____ Records
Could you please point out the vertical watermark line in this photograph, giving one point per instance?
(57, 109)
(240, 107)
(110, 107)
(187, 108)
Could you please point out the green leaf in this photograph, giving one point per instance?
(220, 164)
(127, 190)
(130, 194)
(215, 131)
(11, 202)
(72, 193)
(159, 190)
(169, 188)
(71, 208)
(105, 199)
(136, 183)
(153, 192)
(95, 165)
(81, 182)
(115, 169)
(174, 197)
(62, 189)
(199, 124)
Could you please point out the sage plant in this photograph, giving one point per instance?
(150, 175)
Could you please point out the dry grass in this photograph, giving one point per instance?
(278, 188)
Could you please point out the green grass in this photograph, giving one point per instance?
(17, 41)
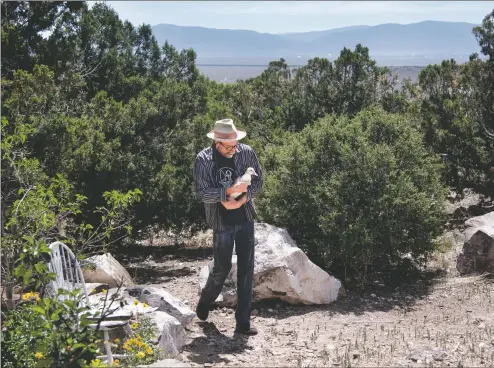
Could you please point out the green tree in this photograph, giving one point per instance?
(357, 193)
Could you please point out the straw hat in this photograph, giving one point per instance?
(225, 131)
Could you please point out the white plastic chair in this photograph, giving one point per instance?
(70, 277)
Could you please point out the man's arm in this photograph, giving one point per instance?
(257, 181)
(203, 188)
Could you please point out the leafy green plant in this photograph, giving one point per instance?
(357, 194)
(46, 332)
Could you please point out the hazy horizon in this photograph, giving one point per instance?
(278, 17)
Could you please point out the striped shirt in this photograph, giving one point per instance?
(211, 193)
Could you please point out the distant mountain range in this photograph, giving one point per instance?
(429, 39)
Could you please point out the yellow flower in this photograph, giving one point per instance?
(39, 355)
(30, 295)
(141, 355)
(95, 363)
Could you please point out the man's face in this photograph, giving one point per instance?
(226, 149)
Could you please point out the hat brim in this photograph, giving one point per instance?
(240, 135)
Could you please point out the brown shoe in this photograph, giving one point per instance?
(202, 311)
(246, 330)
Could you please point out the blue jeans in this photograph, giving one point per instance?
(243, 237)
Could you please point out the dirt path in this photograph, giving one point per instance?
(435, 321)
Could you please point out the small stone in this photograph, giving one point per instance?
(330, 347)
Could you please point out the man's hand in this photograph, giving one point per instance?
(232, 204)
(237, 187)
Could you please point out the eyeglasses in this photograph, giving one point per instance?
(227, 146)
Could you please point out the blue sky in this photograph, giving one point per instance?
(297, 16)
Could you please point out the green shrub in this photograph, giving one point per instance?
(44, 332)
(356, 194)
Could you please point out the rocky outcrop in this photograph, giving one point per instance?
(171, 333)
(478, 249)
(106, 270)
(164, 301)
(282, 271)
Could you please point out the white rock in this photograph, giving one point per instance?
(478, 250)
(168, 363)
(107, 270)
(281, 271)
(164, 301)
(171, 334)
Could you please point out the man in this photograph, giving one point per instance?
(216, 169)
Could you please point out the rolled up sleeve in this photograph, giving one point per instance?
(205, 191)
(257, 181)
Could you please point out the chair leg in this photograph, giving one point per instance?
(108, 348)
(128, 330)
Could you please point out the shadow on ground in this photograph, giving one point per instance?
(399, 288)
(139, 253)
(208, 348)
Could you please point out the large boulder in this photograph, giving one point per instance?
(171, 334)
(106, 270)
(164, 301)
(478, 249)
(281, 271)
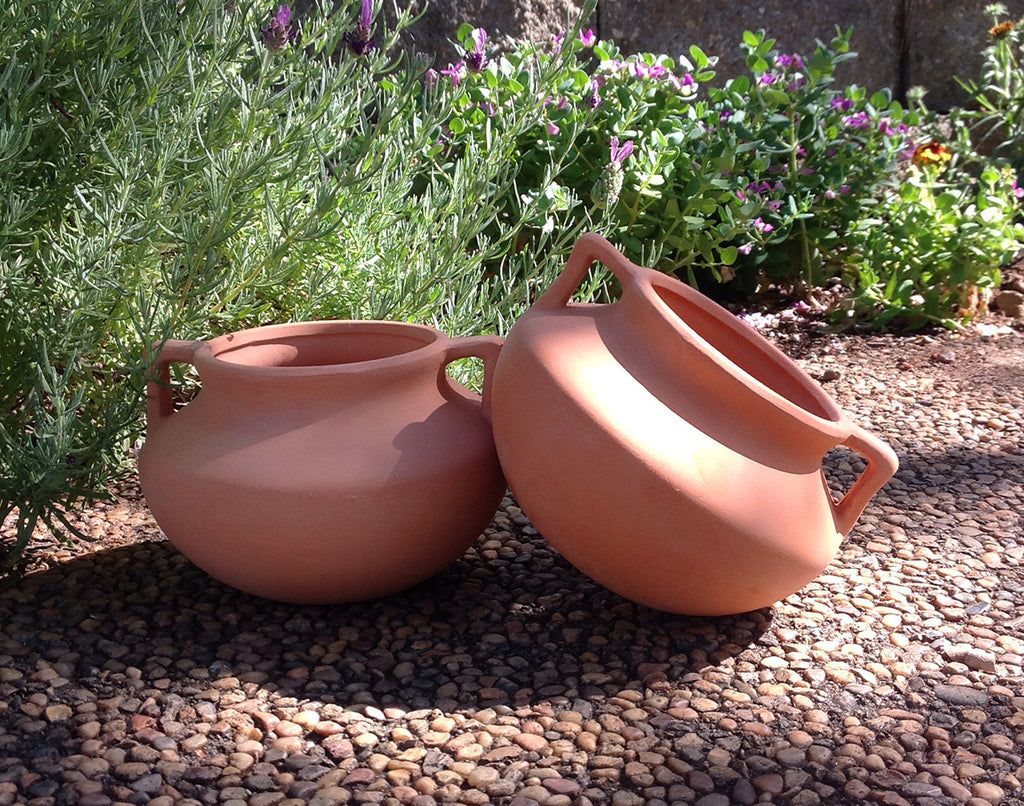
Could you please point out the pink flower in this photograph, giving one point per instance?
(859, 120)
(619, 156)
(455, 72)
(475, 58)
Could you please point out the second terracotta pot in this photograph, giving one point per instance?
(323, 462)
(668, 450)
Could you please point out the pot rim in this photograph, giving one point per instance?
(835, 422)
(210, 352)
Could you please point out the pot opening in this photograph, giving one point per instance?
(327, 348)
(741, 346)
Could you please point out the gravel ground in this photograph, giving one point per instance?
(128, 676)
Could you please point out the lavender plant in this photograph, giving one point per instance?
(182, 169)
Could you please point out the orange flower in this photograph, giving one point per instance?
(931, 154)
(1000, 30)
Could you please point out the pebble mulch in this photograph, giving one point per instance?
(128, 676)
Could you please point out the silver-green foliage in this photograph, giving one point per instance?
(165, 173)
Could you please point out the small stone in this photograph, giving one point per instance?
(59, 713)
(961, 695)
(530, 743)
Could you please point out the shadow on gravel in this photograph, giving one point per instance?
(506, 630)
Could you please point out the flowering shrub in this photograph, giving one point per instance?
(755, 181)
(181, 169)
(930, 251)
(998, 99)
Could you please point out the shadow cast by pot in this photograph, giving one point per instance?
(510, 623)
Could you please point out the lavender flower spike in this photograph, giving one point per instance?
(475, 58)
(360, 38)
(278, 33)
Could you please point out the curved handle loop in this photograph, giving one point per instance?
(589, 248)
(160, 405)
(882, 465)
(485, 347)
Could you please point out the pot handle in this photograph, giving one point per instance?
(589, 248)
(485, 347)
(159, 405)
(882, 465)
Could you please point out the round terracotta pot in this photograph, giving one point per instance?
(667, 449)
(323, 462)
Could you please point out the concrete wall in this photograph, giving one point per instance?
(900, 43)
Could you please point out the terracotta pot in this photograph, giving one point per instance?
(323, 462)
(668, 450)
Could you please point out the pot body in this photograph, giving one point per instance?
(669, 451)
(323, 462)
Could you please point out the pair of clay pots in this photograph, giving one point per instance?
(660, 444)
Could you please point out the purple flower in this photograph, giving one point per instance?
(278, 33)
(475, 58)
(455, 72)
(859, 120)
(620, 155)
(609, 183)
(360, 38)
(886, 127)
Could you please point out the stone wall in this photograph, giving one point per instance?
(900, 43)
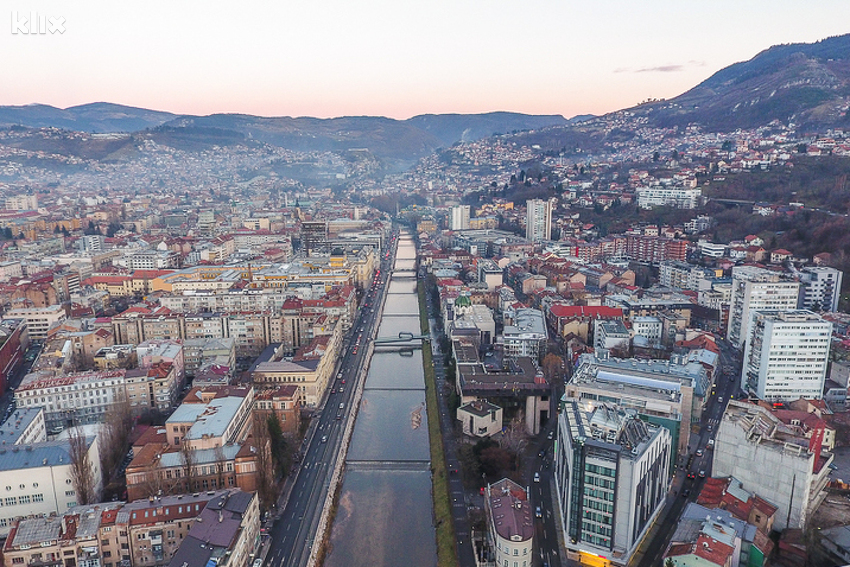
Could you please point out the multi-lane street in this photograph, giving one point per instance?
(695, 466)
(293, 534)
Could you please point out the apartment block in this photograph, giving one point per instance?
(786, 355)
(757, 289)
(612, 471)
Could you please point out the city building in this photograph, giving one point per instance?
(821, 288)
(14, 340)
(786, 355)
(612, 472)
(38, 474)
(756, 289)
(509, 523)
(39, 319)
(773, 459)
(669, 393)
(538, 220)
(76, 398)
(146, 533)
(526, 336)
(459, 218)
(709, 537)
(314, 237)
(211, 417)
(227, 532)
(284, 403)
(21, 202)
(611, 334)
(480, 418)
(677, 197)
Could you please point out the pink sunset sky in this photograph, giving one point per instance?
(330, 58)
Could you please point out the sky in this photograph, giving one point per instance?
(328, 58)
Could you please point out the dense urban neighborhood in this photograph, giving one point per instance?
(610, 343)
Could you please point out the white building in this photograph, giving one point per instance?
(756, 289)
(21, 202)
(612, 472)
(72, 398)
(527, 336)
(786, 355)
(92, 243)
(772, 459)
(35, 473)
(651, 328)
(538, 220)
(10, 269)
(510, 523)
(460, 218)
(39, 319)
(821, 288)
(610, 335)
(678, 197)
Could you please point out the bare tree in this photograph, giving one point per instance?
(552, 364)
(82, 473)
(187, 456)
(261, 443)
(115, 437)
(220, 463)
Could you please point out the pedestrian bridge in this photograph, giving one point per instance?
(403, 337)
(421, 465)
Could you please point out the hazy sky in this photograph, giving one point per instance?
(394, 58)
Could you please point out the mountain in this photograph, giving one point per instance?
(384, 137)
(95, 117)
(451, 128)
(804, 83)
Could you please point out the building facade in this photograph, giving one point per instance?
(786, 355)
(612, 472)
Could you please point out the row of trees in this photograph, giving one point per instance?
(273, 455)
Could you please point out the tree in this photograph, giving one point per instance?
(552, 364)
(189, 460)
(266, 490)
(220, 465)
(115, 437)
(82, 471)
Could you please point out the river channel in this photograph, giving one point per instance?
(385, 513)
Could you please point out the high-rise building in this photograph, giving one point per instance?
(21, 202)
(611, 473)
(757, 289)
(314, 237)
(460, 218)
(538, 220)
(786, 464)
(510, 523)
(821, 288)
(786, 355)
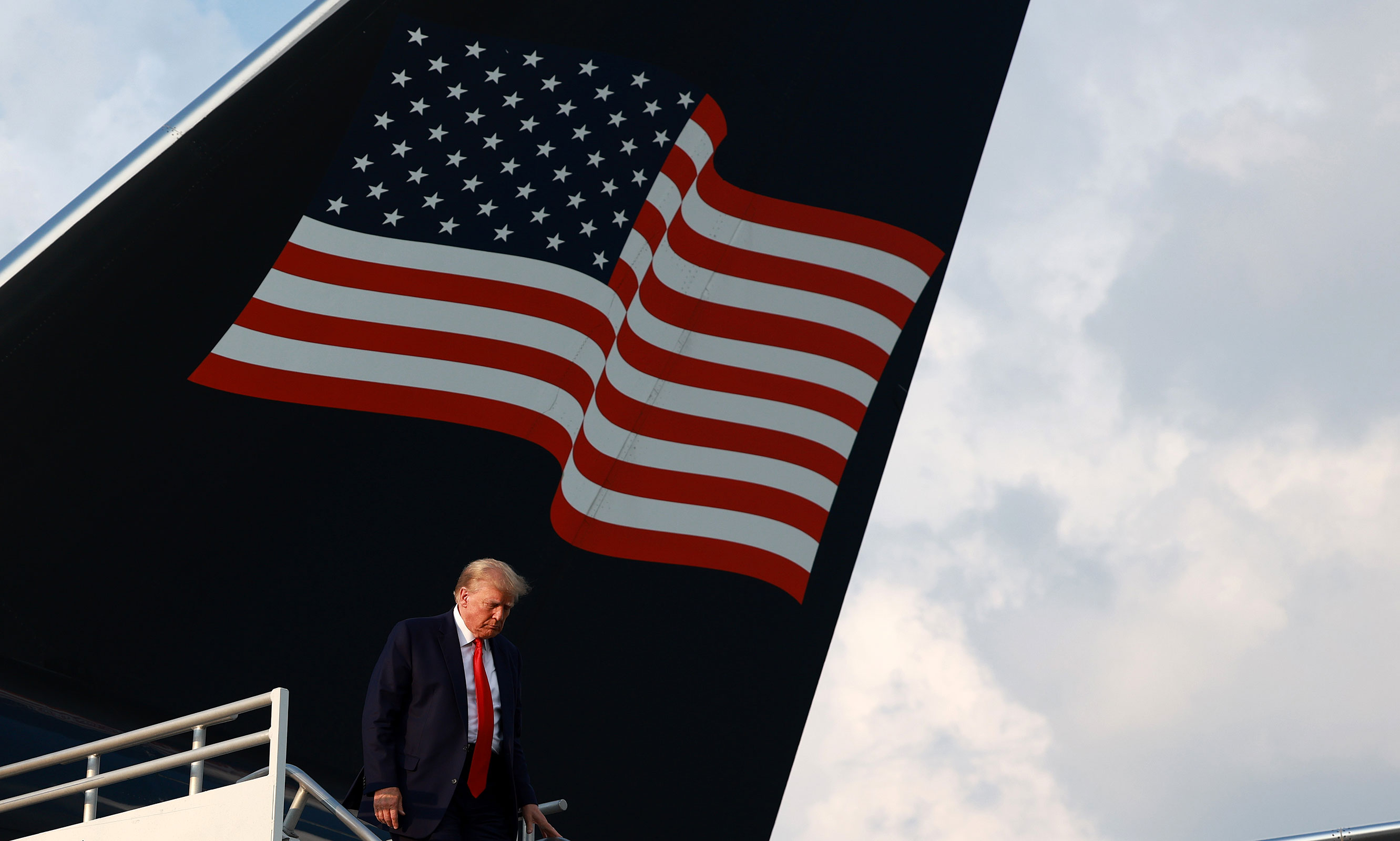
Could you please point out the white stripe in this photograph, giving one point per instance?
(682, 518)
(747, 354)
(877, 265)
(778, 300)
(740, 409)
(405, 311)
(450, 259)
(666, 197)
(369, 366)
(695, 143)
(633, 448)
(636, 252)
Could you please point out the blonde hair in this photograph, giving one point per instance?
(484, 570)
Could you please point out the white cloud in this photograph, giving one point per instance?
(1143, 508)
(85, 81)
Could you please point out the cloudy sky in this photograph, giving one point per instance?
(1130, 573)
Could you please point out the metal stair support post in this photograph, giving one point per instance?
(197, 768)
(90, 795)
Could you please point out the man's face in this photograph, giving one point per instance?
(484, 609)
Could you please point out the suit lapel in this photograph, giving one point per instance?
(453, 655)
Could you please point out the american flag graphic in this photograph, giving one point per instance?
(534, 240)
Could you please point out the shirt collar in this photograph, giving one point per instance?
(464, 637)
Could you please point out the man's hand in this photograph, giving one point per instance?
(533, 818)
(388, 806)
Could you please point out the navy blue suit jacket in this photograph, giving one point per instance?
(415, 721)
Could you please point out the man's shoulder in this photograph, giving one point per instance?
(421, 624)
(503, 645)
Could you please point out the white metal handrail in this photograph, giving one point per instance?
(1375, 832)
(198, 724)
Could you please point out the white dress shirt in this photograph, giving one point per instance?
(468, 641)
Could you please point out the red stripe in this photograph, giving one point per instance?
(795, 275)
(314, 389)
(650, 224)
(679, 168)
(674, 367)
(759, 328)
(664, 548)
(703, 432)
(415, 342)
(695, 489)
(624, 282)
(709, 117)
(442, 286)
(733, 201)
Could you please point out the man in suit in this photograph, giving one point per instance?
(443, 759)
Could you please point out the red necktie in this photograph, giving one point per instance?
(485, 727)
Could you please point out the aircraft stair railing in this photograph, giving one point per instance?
________
Exercise details:
Output, unchanged, the lines from the line with "Could you please point out the navy" through the final line of the material.

Answer below:
Could you please point out the navy blue suit jacket in this photograph, giving one point per instance?
(415, 721)
Could you please point out the man's shoulder in this photograph, giving one point per instance?
(421, 624)
(503, 645)
Could you please point out the white metal handrail in this photograph, giving one point per instance?
(1375, 832)
(198, 724)
Could you please point out the white dress shirt in this photograph, giving one point per instance?
(468, 641)
Could you please point out the red stripe in this photograph, giving one point per instance?
(795, 275)
(314, 389)
(650, 224)
(679, 168)
(674, 367)
(759, 328)
(664, 548)
(703, 432)
(415, 342)
(695, 489)
(624, 282)
(709, 117)
(442, 286)
(733, 201)
Could you please point out the man in suit in this photograph, giving one point per instance?
(443, 759)
Could you please point out the red necktie in this photograph, giving one point per instance?
(485, 727)
Could you please point out the aircraft stair railing in this photograph, giving one point per instance?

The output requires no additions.